**WRITTEN PROBLEM A**
Count the lines in the entries that follow which contain the string "below". Reply with the number only.

[START OF SOURCE EXTRACT]

An new evacuation alert has been issued for properties in Lake Country.

The alert affects approximately 580 properties in the area of:

• Beaver Lake Road from Main Street to Bottom Wood Lake Road

• 3193 Hill Road (Kangaroo Creek Farm)

• Konschuh Road – all

• Bottom Wood Lake Road from Berry Road to Lodge Road

• Lodge Road from roundabout to Meadow Road

• Meadow Road - all

• Pawley Court – all

• Taiji Court - all

• Bottom Wood Lake Road – all the way to Wood Lake

• Brun Road - all

• Rolyat Road – all

• Redecopp Road & Court – all

• Reiswig Road – all

• Jeider Street – all

• Woodsdale Road from the Rail Trail through to Woodsdale Court

• Clement Road – all

• Rogers Road – all

• Seymour Road – all

• Turtle Bay Court – all

• 2930 Woodsdale Road (Woodlake RV Park and Marina)

• 2850 Woodsdale Road (Turtle Bay Pub)

• 11871 Hwy 97

Residents in this area should be prepared to leave their homes on short notice should conditions along creeks worsen.

[END OF SOURCE EXTRACT]
[START OF RECORD EXTRACTS]

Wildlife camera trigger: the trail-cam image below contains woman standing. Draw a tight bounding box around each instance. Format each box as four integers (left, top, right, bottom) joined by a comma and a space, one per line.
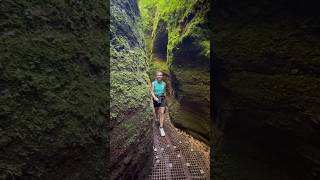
151, 71, 166, 136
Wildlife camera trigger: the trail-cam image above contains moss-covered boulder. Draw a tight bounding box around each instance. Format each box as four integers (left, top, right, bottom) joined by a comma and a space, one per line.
212, 0, 320, 180
0, 0, 109, 180
110, 0, 153, 179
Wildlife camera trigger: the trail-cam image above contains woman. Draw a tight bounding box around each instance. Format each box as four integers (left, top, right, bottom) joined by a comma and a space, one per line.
151, 71, 166, 136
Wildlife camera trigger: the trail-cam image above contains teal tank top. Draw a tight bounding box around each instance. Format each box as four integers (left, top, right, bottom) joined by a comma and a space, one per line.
153, 80, 165, 96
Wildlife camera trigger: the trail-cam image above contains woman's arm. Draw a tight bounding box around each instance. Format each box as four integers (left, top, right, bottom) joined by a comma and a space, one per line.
151, 82, 159, 101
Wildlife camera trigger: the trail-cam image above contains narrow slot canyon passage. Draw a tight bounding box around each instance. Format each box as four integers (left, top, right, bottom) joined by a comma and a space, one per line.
140, 1, 210, 180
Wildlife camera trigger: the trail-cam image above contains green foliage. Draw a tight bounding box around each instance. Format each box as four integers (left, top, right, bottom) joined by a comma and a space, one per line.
139, 0, 210, 65
0, 0, 109, 179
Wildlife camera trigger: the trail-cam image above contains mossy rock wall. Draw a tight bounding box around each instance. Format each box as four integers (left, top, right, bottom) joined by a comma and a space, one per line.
0, 0, 109, 180
140, 0, 210, 143
212, 0, 320, 180
110, 0, 153, 179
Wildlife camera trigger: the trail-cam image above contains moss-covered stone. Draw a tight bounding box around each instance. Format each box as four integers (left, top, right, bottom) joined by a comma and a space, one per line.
140, 0, 210, 143
0, 0, 109, 179
212, 0, 320, 179
110, 0, 153, 179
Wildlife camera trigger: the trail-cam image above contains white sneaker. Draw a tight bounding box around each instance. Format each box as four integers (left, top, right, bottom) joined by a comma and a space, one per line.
159, 128, 166, 136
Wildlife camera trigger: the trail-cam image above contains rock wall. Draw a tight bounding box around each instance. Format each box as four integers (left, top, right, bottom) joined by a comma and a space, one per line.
0, 0, 109, 180
212, 0, 320, 180
110, 0, 153, 179
140, 0, 210, 143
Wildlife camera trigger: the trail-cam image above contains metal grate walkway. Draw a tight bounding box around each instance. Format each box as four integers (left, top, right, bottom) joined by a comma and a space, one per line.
149, 113, 210, 180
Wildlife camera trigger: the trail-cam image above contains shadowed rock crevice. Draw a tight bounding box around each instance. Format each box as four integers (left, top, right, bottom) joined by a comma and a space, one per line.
109, 0, 153, 179
213, 0, 320, 180
152, 20, 168, 60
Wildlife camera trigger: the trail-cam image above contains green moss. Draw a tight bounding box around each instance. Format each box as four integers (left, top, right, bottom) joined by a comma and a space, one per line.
0, 0, 109, 179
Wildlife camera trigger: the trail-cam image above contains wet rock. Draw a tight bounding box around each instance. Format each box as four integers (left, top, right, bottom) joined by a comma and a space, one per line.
212, 0, 320, 179
109, 0, 153, 179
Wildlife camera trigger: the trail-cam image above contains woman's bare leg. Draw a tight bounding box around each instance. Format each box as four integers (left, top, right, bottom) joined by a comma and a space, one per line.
159, 107, 165, 127
154, 107, 159, 120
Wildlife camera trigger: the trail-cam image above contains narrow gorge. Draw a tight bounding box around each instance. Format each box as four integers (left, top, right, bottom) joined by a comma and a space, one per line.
110, 0, 210, 179
211, 0, 320, 180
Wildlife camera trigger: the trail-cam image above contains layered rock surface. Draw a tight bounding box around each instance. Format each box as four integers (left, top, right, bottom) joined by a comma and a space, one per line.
110, 0, 153, 179
140, 0, 210, 143
212, 0, 320, 180
0, 0, 109, 180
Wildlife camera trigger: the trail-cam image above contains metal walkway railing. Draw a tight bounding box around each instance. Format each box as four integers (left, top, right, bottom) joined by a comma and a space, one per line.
149, 113, 210, 180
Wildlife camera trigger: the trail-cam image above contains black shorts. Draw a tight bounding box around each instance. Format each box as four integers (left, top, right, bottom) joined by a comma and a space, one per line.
153, 96, 166, 107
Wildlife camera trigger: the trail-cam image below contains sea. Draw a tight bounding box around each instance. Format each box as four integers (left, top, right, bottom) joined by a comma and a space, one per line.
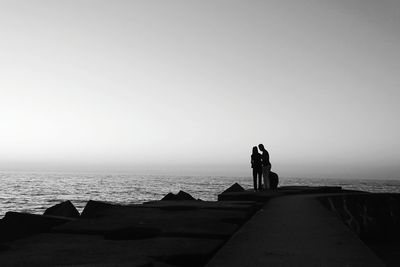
0, 172, 400, 218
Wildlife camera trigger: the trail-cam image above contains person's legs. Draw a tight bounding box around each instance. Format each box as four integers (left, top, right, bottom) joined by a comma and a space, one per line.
263, 165, 271, 189
253, 168, 257, 191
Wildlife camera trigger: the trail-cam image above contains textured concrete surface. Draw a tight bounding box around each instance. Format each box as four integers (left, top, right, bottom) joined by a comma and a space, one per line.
206, 195, 385, 267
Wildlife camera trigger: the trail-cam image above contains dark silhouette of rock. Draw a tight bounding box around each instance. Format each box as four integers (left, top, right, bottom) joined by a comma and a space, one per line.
222, 183, 245, 194
81, 200, 117, 218
269, 172, 279, 189
176, 190, 196, 200
43, 200, 79, 218
161, 190, 196, 201
161, 193, 176, 200
0, 212, 71, 241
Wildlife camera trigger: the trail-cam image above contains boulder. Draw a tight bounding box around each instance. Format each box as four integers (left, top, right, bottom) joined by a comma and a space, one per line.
43, 200, 79, 218
161, 190, 196, 201
81, 200, 115, 218
222, 183, 245, 194
269, 172, 279, 189
0, 214, 72, 242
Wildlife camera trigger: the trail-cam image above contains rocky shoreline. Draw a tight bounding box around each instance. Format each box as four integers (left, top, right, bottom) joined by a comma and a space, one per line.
0, 184, 400, 266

[END OF RECORD EXTRACTS]

**WRITTEN PROBLEM B**
According to the evacuation alert, roughly how many properties are affected?

**OUTPUT A**
2

**OUTPUT B**
Approximately 580 properties.